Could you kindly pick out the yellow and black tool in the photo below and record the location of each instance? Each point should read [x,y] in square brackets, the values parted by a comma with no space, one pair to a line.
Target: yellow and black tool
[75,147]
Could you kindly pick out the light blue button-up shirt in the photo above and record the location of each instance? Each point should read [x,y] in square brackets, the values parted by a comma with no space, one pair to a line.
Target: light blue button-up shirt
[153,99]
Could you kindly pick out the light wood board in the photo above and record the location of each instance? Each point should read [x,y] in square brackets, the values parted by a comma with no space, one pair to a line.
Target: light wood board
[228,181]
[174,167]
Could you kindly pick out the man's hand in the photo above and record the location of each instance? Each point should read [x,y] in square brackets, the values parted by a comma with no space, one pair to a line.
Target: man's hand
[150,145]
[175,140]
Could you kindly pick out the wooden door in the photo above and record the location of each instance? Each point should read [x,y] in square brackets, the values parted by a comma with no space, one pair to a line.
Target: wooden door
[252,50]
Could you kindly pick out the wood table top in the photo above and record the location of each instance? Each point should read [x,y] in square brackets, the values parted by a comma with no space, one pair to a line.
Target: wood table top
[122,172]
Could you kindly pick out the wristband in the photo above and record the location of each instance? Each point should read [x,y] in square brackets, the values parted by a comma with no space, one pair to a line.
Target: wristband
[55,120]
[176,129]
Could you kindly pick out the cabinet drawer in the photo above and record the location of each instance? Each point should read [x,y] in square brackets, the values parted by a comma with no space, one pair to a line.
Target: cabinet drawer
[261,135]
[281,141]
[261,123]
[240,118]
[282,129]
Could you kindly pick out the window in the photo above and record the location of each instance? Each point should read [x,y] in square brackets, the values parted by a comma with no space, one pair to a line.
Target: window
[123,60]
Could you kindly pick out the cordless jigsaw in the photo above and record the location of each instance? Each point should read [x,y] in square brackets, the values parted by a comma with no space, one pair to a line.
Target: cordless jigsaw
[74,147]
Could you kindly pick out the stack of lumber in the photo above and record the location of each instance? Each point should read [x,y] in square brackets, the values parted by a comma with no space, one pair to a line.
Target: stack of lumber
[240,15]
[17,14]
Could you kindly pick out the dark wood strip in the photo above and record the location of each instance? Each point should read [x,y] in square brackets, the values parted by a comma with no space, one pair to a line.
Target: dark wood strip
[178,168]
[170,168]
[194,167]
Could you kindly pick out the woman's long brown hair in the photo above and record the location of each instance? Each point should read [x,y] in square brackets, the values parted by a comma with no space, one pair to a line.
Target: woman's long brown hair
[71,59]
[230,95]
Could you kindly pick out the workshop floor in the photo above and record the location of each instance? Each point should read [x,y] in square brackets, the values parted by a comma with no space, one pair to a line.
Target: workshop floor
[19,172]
============
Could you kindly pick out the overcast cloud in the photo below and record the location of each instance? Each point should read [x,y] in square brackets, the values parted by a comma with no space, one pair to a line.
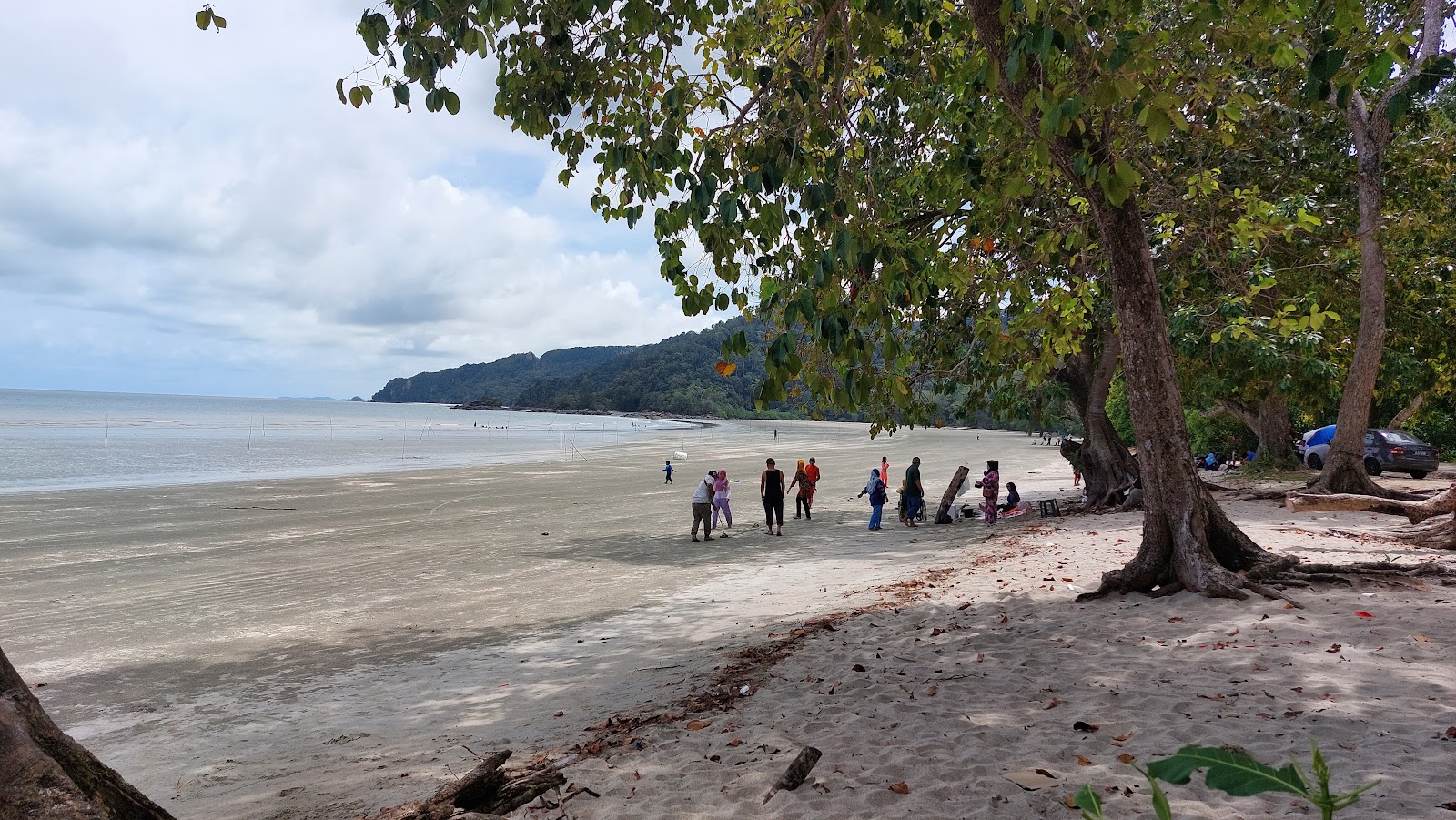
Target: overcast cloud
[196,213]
============
Could you gather every line of the rows above that contains the word "brown"? Matches must respect case.

**Exercise response:**
Could you kindly pick out the woman's long brown hair in the photo above and record the location of each instance? Each point should read [x,y] in square brackets, the values parted by a comma with no space, one pair to a line.
Target: woman's long brown hair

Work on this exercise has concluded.